* What to produce *
Leave out the pictures and output the data verbatim.

(Referring expression data)
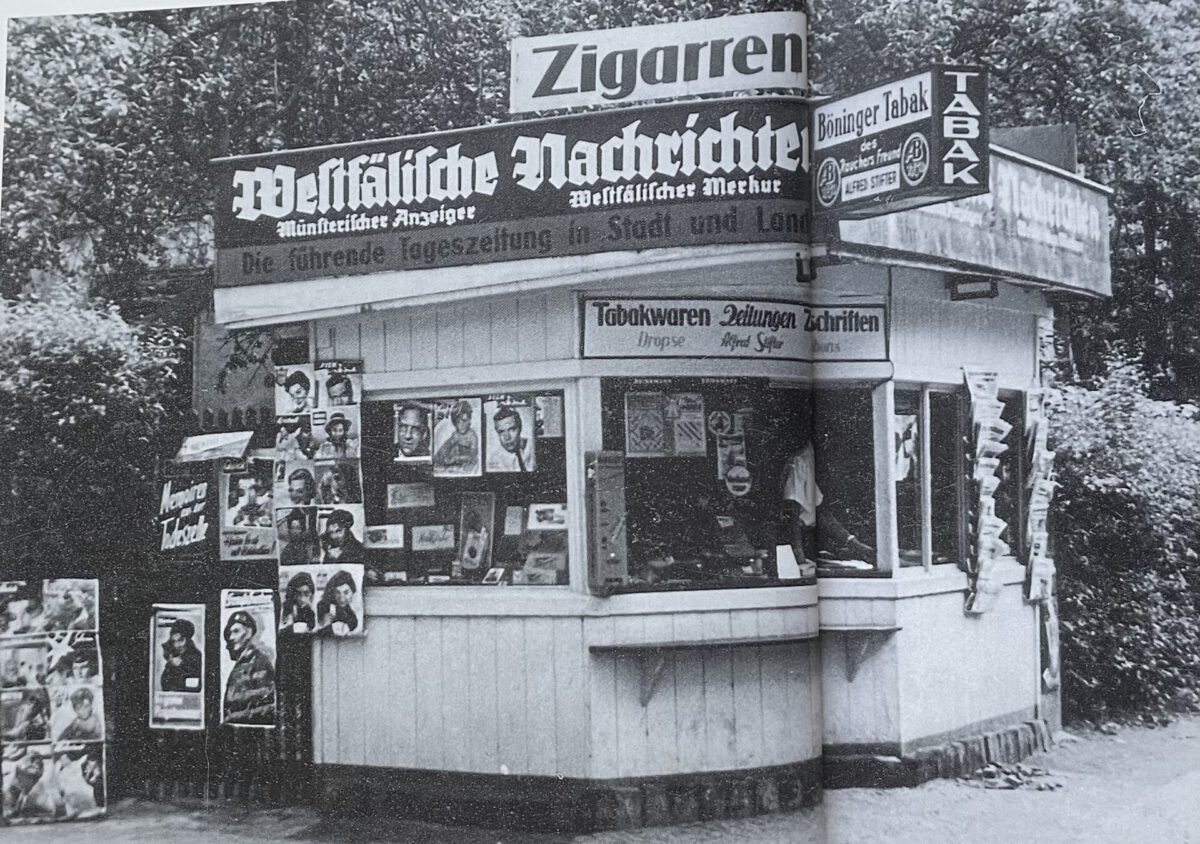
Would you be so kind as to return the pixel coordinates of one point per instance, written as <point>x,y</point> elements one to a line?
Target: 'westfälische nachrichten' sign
<point>911,142</point>
<point>688,174</point>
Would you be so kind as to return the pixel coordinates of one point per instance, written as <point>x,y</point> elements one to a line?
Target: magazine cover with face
<point>177,666</point>
<point>294,389</point>
<point>79,779</point>
<point>322,599</point>
<point>510,437</point>
<point>339,383</point>
<point>72,658</point>
<point>21,608</point>
<point>457,448</point>
<point>77,713</point>
<point>71,604</point>
<point>247,657</point>
<point>27,776</point>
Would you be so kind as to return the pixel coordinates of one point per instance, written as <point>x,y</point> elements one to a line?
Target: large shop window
<point>725,483</point>
<point>466,490</point>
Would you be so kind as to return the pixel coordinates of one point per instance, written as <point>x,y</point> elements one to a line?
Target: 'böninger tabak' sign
<point>907,143</point>
<point>712,172</point>
<point>735,328</point>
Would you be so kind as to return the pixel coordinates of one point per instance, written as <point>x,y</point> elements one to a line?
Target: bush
<point>87,402</point>
<point>1127,527</point>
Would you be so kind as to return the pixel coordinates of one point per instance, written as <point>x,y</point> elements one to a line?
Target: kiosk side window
<point>715,471</point>
<point>466,490</point>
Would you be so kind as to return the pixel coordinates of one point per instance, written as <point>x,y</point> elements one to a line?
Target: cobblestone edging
<point>959,758</point>
<point>553,804</point>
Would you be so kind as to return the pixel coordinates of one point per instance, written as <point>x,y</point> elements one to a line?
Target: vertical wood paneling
<point>540,670</point>
<point>570,698</point>
<point>424,339</point>
<point>481,695</point>
<point>532,336</point>
<point>603,690</point>
<point>748,692</point>
<point>457,714</point>
<point>477,341</point>
<point>450,330</point>
<point>661,737</point>
<point>430,701</point>
<point>397,341</point>
<point>505,329</point>
<point>510,682</point>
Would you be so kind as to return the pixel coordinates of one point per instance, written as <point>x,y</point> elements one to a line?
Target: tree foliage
<point>1127,525</point>
<point>87,401</point>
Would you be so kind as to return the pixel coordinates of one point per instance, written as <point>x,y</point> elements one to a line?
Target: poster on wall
<point>339,383</point>
<point>177,666</point>
<point>475,530</point>
<point>457,450</point>
<point>412,432</point>
<point>294,389</point>
<point>341,533</point>
<point>247,658</point>
<point>322,599</point>
<point>247,524</point>
<point>510,436</point>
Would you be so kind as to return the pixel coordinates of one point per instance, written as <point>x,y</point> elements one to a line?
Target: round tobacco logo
<point>915,159</point>
<point>828,181</point>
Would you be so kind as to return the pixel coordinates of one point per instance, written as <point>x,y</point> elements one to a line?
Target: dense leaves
<point>1126,528</point>
<point>87,401</point>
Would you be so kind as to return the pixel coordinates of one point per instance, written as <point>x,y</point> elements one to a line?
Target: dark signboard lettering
<point>911,142</point>
<point>689,174</point>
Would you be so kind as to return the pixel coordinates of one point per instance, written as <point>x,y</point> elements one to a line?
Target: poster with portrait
<point>412,432</point>
<point>510,441</point>
<point>457,448</point>
<point>79,779</point>
<point>324,600</point>
<point>24,716</point>
<point>71,604</point>
<point>27,778</point>
<point>337,432</point>
<point>339,383</point>
<point>23,662</point>
<point>247,657</point>
<point>339,482</point>
<point>77,712</point>
<point>475,528</point>
<point>295,530</point>
<point>177,666</point>
<point>247,522</point>
<point>340,533</point>
<point>293,437</point>
<point>72,657</point>
<point>21,608</point>
<point>294,389</point>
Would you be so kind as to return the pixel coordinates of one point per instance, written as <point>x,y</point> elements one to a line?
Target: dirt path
<point>1138,786</point>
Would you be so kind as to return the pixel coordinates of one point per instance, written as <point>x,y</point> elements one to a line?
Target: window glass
<point>466,490</point>
<point>906,452</point>
<point>721,480</point>
<point>947,477</point>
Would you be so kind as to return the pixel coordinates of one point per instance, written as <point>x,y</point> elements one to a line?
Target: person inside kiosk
<point>725,484</point>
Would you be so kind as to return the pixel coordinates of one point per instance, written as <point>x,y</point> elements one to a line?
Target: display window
<point>724,482</point>
<point>467,490</point>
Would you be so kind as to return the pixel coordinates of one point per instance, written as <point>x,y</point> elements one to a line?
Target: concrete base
<point>553,804</point>
<point>953,759</point>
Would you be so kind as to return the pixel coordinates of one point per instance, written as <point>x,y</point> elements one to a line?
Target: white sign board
<point>735,328</point>
<point>619,66</point>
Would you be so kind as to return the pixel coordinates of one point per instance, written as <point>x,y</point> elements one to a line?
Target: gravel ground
<point>1138,785</point>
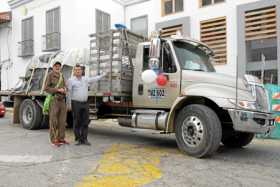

* Exercise response *
Would you be so kind as to return the pixel coordinates of one point per instance, written as <point>x,y</point> elements one to a line?
Target: 'westfälische nachrichten' sign
<point>911,142</point>
<point>688,174</point>
Would you be so kind as to return the pixel coordinates of one point per instance, written as <point>x,y</point> elements one to a line?
Target: magazine cover with face
<point>177,666</point>
<point>294,389</point>
<point>79,779</point>
<point>322,599</point>
<point>510,437</point>
<point>339,383</point>
<point>72,658</point>
<point>21,608</point>
<point>457,448</point>
<point>77,713</point>
<point>71,604</point>
<point>247,657</point>
<point>27,776</point>
Would you be so kind as to return the pixel coordinates of one point per instance, written as <point>x,y</point> elements one to a line?
Target: large shop window
<point>725,483</point>
<point>466,490</point>
Would you be so kind as to return the pixel coordinates of one point per instance, written as <point>x,y</point> elements one to a line?
Target: 'böninger tabak' sign
<point>907,143</point>
<point>712,172</point>
<point>735,328</point>
Would you be so kind as to return the pixel coordinates of one point per instance, written as <point>x,y</point> elements one to a line?
Target: bush
<point>87,402</point>
<point>1127,527</point>
Would you be so kind as to return the pixel coordinates of one point per instance, written as <point>x,y</point> elements one to a line?
Target: kiosk side window
<point>715,471</point>
<point>466,490</point>
Would you be so kind as to return the pixel coordinates of one point per instance, written as <point>x,y</point> elements one to a line?
Target: cobblestone edging
<point>959,758</point>
<point>553,804</point>
Would you be so kind as to return the pixel coordinates of one point per instance, written as <point>x,y</point> elements one to a line?
Target: vertical wood paneling
<point>540,670</point>
<point>570,698</point>
<point>424,339</point>
<point>481,695</point>
<point>532,336</point>
<point>603,690</point>
<point>748,692</point>
<point>457,714</point>
<point>477,341</point>
<point>450,330</point>
<point>661,737</point>
<point>430,701</point>
<point>397,341</point>
<point>505,329</point>
<point>510,682</point>
Would you be so kind as to return the pixel coordinates of one point per instance, written as <point>x,y</point> elements one to a line?
Target: tree foliage
<point>1127,525</point>
<point>87,401</point>
Would you be so kind as to return the pixel coordinates of one point per instance, written as <point>x,y</point> elements one to a line?
Target: poster on wall
<point>339,383</point>
<point>177,666</point>
<point>475,530</point>
<point>457,450</point>
<point>412,432</point>
<point>294,389</point>
<point>341,533</point>
<point>247,658</point>
<point>322,599</point>
<point>247,524</point>
<point>510,436</point>
Would you be so kind as to return the pixel coordinates of one point per instance, written as <point>x,y</point> elements one to a line?
Target: round tobacco logo
<point>915,159</point>
<point>828,181</point>
Would you be so kind as to return the pixel coordinates of one point per instance, written as <point>x,y</point> elements one to a line?
Target: dense leaves
<point>1126,528</point>
<point>87,401</point>
Would you be so kind as to return the pixel coordinates of one point per instance, written as <point>x,y</point> elements one to a line?
Target: dark signboard lettering
<point>911,142</point>
<point>689,174</point>
Would you be so kind as to return the pixel coordinates of one point per instance, written as <point>x,y</point> elements one to a line?
Target: poster with portrait
<point>412,432</point>
<point>510,441</point>
<point>457,448</point>
<point>79,779</point>
<point>324,600</point>
<point>24,716</point>
<point>71,604</point>
<point>27,778</point>
<point>337,432</point>
<point>339,383</point>
<point>23,662</point>
<point>247,657</point>
<point>339,482</point>
<point>77,712</point>
<point>475,528</point>
<point>295,530</point>
<point>177,666</point>
<point>247,522</point>
<point>340,533</point>
<point>293,437</point>
<point>72,657</point>
<point>21,608</point>
<point>294,389</point>
Would you be so kind as to return the pixel coordinates of one point per instance, written as <point>x,y</point> elements one to a line?
Target: dirt path
<point>1138,786</point>
Would you be so kind as to return the pixel coordinates of one point per instance, written as <point>x,y</point> elements one to a line?
Target: window glass
<point>466,490</point>
<point>906,452</point>
<point>721,480</point>
<point>947,477</point>
Would you be so kind as to return the pixel coordinates of one point per instance, written as <point>x,y</point> elements one to a line?
Target: person inside kiosk
<point>725,484</point>
Would you be so kind as to return the pixel coordinates of one point per instance, written as <point>x,y</point> elements one to a line?
Target: display window
<point>724,482</point>
<point>467,490</point>
Would you be so kind as to return the pixel coordinates of one point per instance, written as <point>x,y</point> elements one to a line?
Target: concrete base
<point>553,804</point>
<point>953,759</point>
Would you be so kind as to return the pixel coordinates of one point per instance, written as <point>x,y</point> elements one to a line?
Target: white sign board
<point>735,328</point>
<point>619,66</point>
Would you be so kind as to return the pixel coordinates of one point per instance, written as <point>x,y</point> elements one to a line?
Target: gravel ground
<point>1138,785</point>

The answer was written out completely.